→ **What you have to do**
Transcribe the records below exactly.

→ **Records to process**
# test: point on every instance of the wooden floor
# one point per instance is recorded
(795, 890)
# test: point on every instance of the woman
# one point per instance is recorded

→ **Exercise result**
# test: point on every instance of the wooden floor
# one point per instance is recorded
(795, 890)
# test: point on every instance of the woman
# one point per instance is recorded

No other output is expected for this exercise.